Some records:

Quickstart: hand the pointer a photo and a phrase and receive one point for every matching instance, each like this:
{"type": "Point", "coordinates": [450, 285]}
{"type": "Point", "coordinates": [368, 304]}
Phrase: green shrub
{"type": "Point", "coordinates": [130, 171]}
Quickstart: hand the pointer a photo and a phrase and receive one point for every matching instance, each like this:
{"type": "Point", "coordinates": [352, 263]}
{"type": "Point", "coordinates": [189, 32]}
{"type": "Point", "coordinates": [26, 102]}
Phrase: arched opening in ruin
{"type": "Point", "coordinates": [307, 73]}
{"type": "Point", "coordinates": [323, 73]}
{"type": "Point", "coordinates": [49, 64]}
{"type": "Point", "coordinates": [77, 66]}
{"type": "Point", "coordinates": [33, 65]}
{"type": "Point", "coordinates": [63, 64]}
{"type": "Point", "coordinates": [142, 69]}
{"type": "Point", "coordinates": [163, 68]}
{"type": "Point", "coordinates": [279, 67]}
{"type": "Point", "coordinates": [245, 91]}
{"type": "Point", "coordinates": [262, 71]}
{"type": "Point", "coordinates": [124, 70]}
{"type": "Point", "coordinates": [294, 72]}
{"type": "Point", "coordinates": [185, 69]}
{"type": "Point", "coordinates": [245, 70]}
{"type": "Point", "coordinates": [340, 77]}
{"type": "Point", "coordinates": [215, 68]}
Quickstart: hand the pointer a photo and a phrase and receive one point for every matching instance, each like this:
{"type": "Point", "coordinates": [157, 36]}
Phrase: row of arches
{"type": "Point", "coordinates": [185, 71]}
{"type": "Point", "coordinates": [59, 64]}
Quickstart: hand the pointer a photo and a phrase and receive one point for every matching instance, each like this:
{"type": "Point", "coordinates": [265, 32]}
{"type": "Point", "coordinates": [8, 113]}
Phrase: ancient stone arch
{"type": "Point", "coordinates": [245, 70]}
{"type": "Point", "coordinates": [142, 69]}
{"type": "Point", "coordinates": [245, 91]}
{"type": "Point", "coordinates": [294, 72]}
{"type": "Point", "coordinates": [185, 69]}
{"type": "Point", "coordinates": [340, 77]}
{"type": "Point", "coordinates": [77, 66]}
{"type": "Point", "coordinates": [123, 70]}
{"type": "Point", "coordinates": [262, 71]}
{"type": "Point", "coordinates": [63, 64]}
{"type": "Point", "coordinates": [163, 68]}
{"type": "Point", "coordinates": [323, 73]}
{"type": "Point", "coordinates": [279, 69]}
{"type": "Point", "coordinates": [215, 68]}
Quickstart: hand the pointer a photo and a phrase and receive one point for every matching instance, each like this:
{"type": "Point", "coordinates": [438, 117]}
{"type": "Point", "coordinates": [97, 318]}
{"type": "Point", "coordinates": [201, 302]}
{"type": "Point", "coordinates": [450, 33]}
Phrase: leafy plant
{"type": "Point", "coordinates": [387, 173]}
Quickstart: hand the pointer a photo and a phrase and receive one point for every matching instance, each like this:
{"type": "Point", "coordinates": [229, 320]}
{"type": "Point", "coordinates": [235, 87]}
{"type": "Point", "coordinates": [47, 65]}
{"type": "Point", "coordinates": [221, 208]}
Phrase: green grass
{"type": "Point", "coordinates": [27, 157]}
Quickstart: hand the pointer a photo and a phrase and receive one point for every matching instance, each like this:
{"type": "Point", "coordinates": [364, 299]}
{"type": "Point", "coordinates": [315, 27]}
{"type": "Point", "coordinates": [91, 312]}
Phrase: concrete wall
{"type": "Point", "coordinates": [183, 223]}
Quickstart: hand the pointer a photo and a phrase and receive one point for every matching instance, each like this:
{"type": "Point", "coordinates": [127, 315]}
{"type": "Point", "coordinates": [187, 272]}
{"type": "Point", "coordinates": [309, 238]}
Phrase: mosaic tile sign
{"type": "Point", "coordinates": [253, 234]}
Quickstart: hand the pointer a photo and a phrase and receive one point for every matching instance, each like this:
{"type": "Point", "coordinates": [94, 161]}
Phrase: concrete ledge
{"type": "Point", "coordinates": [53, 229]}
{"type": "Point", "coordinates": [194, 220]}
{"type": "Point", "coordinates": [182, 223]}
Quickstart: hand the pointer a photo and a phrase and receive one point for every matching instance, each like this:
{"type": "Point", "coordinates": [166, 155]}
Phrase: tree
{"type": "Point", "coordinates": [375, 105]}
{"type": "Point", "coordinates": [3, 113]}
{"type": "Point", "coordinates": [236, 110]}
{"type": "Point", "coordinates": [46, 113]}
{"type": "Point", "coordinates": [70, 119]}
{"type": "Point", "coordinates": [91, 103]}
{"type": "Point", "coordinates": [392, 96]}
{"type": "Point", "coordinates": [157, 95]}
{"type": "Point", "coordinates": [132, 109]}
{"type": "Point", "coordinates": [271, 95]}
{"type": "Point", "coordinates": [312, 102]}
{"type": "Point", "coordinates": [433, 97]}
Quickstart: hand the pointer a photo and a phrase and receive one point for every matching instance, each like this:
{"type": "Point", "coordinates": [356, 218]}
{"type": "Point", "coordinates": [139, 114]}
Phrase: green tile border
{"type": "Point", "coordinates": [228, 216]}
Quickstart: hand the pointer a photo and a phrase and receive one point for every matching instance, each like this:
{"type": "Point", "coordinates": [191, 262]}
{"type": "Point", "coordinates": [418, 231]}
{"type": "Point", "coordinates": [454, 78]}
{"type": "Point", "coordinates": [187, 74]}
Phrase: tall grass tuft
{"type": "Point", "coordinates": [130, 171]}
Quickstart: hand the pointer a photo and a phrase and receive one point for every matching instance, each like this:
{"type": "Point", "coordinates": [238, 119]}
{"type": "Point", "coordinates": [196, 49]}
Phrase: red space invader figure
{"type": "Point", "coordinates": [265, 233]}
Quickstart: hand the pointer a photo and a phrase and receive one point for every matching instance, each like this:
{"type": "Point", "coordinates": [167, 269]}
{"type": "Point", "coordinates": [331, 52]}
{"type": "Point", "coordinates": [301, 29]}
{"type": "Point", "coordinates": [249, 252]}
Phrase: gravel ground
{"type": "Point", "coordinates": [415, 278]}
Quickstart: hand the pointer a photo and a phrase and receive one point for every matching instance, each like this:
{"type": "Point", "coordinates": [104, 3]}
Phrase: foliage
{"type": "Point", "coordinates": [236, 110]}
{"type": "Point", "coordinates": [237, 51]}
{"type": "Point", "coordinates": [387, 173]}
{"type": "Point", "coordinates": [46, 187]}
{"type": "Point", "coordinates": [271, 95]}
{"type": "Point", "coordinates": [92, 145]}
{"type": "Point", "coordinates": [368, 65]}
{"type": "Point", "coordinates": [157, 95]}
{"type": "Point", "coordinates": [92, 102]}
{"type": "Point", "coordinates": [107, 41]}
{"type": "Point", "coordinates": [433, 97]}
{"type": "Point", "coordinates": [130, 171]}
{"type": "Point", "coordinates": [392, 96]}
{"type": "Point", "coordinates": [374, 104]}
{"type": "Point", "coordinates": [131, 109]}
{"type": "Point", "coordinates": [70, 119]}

» **CHALLENGE**
Copy out word for word the lines from the start of the records through the line holding "Phrase: green shrub", with that line included.

» **FINAL ANSWER**
Quickstart: hand the pointer a photo and a phrase and receive one point for every matching instance, each like this:
{"type": "Point", "coordinates": [450, 285]}
{"type": "Point", "coordinates": [368, 304]}
Phrase: green shrub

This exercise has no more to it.